• [ABOUT THIS TASK]
Once the line containing "Target: bridge railing" is found in the entries below, restate it and each following line word for word, stopping after the line containing "Target: lattice steel tower".

*** ENTRIES SHOWN Section Begins ***

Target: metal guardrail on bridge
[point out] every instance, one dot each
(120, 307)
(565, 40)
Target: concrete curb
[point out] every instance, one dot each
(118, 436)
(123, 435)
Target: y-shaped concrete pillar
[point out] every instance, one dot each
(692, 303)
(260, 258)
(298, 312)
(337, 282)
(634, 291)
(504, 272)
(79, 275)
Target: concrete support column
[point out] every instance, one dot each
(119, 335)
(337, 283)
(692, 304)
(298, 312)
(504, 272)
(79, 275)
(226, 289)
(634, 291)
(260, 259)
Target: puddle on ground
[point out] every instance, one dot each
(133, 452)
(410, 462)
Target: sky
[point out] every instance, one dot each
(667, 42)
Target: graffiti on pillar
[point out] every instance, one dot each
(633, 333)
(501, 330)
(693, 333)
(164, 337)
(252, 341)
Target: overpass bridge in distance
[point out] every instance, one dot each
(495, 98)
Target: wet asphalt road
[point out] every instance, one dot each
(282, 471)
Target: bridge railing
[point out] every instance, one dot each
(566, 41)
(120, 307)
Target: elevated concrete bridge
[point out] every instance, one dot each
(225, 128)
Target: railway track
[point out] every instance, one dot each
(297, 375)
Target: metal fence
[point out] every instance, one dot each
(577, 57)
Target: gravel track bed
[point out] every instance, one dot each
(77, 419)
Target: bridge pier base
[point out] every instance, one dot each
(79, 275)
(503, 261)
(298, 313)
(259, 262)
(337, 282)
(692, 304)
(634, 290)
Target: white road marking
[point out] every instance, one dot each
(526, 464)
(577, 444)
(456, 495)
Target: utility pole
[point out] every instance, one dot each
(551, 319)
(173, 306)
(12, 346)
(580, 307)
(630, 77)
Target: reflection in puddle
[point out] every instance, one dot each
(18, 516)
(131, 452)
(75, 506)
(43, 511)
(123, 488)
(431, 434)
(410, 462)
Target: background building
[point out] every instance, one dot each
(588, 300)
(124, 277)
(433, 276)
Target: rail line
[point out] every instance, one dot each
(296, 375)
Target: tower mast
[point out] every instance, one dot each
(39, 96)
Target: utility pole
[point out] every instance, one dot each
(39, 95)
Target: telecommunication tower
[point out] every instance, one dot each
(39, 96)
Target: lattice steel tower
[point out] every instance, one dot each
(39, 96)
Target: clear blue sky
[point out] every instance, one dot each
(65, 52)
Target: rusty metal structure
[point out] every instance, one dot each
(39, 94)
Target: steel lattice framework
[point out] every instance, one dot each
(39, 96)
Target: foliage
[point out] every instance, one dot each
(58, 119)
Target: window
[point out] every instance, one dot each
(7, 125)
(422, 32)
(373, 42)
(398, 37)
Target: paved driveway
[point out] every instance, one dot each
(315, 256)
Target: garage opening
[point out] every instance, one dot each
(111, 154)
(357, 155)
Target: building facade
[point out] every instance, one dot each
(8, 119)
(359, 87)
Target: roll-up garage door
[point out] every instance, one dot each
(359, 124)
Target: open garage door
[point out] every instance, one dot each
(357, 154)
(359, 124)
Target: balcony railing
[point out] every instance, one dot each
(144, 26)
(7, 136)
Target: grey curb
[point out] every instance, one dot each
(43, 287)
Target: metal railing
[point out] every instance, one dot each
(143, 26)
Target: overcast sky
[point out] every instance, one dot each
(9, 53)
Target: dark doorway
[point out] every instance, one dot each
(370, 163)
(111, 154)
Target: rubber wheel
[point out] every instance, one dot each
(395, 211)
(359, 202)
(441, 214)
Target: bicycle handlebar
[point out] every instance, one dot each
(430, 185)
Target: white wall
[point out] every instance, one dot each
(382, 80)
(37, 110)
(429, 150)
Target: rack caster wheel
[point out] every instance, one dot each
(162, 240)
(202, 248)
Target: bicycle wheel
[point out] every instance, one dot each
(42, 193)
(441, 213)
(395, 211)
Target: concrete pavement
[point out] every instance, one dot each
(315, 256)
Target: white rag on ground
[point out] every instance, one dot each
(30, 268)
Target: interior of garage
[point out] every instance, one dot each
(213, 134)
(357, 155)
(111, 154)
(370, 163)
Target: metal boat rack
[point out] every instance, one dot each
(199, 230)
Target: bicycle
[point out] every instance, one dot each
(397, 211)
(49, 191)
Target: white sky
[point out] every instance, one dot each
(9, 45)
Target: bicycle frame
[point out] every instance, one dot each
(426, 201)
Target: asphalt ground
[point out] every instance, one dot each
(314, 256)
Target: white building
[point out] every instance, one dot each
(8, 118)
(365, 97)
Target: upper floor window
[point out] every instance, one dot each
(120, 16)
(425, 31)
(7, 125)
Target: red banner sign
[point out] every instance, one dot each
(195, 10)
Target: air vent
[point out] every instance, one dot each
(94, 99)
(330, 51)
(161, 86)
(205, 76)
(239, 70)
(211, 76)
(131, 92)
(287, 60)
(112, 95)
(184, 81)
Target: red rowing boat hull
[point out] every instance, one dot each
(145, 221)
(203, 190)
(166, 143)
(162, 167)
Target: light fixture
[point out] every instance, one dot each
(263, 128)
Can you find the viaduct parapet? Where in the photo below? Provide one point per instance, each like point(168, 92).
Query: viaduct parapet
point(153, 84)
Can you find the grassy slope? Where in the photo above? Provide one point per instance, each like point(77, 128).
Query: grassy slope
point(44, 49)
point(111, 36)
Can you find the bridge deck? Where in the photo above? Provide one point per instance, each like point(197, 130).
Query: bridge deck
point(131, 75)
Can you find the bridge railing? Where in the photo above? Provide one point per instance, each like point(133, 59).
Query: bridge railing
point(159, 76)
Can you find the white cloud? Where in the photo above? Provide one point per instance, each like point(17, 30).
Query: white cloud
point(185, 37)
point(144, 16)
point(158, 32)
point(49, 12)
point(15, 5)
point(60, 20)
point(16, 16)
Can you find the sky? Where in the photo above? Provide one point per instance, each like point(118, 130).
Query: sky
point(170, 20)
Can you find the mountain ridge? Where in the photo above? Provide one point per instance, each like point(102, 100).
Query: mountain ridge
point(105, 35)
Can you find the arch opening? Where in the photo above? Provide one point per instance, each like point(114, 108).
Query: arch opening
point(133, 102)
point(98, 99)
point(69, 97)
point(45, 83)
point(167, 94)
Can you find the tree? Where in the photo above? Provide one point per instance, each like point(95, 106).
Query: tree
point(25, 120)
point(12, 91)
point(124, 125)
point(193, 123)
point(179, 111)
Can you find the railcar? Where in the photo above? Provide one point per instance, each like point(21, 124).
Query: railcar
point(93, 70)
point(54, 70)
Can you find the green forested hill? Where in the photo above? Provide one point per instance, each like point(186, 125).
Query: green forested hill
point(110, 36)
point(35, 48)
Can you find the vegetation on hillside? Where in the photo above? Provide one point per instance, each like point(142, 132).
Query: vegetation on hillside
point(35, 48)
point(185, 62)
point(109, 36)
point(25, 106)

*** ENTRIES SHOWN Section Ends ***

• [REPLY]
Target: bridge railing
[point out] every instance, one dot each
(566, 41)
(120, 307)
Target: elevated concrete bridge
[point out] every instance, one dot each
(225, 128)
Target: railway track
[point out] every instance, one dot each
(297, 375)
Target: metal fence
[point out] every instance, one dot each
(577, 57)
Target: gravel track bed
[point out] every instance, one dot each
(77, 419)
Target: bridge pier base
[point out] every instance, one dot each
(79, 275)
(503, 261)
(298, 313)
(259, 262)
(337, 282)
(692, 304)
(634, 290)
Target: white road marking
[point out] every instance, one dot each
(526, 464)
(577, 444)
(456, 495)
Target: utility pole
[point out] every instance, one dot each
(551, 319)
(173, 306)
(12, 346)
(580, 307)
(630, 77)
Target: reflection in puddle
[point out] every instance, one dot each
(18, 516)
(131, 452)
(75, 506)
(43, 511)
(123, 488)
(431, 434)
(410, 462)
Target: background building
[point out] every instance, one dot each
(588, 300)
(124, 277)
(433, 276)
Target: rail line
[point out] every instance, one dot each
(296, 375)
Target: tower mast
[point out] every instance, one dot each
(39, 96)
Target: utility pole
[point out] every instance, one dot each
(39, 95)
Target: telecommunication tower
[point out] every instance, one dot each
(39, 96)
Target: lattice steel tower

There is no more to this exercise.